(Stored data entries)

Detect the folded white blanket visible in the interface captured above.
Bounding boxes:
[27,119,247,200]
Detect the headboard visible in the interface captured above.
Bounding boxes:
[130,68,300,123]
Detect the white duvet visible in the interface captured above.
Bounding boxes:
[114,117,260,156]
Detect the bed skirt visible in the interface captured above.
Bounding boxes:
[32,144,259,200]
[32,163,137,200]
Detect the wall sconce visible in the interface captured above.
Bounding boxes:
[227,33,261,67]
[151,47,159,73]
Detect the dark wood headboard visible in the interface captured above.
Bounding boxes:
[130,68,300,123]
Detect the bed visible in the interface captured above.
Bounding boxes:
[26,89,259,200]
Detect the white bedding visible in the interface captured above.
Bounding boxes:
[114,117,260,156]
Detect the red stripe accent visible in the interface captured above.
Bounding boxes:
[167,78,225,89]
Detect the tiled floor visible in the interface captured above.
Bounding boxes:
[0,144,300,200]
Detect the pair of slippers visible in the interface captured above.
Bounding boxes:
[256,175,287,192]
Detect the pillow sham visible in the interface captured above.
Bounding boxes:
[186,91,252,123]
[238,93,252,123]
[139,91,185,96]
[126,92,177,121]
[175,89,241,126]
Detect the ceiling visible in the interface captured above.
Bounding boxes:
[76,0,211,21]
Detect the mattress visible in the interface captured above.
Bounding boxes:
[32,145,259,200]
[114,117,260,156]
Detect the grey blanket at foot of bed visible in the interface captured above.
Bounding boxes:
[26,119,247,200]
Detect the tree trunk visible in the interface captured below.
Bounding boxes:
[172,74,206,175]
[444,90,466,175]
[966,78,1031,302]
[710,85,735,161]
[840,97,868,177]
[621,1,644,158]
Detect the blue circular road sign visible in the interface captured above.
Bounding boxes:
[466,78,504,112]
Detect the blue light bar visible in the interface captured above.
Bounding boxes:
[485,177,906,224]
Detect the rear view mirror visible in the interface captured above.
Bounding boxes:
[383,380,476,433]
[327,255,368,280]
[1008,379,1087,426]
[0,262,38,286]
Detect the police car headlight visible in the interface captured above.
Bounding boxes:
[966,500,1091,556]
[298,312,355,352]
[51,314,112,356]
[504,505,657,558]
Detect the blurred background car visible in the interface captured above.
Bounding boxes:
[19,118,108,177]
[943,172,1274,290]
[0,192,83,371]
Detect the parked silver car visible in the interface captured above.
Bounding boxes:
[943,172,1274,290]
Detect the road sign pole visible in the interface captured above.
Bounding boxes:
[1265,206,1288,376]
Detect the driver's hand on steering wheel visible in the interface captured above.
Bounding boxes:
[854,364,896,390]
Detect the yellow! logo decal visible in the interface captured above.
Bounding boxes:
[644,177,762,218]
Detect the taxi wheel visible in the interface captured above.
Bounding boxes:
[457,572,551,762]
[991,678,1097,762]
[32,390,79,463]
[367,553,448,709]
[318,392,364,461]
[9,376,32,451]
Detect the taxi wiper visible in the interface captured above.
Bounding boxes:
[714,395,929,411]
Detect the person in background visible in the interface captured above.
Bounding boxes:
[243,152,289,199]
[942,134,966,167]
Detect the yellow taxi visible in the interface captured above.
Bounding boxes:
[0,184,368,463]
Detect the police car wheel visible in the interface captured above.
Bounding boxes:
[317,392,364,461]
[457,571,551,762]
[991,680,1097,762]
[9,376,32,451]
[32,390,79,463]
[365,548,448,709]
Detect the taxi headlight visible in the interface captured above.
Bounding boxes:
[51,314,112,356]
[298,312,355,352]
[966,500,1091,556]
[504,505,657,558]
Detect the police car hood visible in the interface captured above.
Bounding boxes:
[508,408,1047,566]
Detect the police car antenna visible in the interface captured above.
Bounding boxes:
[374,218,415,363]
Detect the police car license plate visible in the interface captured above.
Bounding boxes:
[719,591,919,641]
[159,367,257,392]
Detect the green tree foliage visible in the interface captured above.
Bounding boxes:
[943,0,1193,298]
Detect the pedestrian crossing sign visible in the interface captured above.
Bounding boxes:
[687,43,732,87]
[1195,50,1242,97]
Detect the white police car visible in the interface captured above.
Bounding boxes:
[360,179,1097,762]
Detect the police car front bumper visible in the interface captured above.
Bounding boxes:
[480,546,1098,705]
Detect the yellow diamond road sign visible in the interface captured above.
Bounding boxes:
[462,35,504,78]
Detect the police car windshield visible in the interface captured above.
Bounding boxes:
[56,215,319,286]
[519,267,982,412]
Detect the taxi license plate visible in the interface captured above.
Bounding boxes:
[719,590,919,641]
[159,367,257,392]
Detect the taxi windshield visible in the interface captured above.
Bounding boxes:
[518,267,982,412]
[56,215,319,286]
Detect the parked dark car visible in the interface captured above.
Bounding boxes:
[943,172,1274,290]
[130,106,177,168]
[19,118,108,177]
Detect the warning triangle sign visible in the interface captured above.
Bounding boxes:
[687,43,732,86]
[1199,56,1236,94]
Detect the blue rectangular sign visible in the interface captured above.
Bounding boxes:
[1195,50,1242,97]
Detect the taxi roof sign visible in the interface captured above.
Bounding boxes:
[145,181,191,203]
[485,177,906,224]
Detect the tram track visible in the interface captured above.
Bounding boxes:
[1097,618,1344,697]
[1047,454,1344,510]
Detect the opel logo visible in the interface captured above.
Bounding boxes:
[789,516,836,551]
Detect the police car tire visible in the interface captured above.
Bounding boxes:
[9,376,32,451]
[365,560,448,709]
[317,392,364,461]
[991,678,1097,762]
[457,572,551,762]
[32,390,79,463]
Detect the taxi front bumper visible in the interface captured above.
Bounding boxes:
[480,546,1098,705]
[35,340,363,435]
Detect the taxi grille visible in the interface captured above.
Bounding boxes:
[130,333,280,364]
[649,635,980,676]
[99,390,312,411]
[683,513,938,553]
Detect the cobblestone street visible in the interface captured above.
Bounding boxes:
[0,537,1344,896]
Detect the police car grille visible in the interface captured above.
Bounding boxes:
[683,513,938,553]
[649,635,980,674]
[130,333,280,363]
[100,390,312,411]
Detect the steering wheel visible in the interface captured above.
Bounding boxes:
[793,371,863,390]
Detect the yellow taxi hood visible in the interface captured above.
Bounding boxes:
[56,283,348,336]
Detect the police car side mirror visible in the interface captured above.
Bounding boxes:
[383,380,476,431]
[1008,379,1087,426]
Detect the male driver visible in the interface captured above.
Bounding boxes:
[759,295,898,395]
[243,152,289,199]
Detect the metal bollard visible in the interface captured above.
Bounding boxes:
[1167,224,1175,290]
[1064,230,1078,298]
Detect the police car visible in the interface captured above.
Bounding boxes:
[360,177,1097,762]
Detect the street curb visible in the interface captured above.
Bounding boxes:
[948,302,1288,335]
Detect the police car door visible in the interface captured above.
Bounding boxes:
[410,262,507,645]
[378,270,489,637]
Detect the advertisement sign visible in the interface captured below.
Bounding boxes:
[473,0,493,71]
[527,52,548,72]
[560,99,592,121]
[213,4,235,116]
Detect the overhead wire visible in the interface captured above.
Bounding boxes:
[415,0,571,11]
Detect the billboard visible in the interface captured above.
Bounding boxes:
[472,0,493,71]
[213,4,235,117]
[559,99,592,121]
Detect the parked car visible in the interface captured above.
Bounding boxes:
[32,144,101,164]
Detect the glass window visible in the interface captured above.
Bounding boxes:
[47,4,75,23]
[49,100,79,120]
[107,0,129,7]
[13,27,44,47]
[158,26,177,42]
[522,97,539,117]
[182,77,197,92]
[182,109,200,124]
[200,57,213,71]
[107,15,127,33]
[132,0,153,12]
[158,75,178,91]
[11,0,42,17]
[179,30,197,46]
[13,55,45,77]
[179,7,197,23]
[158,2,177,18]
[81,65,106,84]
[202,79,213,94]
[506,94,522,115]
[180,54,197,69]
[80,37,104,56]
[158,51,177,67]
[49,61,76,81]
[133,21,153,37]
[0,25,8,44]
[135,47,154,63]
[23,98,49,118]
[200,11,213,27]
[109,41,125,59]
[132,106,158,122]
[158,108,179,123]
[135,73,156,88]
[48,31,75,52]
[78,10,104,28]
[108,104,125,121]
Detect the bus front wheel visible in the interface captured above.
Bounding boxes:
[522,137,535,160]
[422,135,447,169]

- _WHAT IS NEEDED_: Arrange the lines from the one with "Detect the police car grille" to the one with "[793,371,863,390]", both included, as a Markdown table with the columns Row and Line, numbering each line and leaving out any blank lines.

- _WRITTEN RESPONSE_:
| Row | Line |
|---|---|
| 1 | Detect the police car grille visible in the interface captured above. |
| 2 | Bounding boxes: |
| 3 | [683,513,938,553] |
| 4 | [649,635,980,674] |
| 5 | [130,333,280,363] |
| 6 | [100,390,312,411] |
| 7 | Detect the steering wheel visible in the interface captured above. |
| 8 | Bounding boxes: |
| 9 | [793,371,863,390] |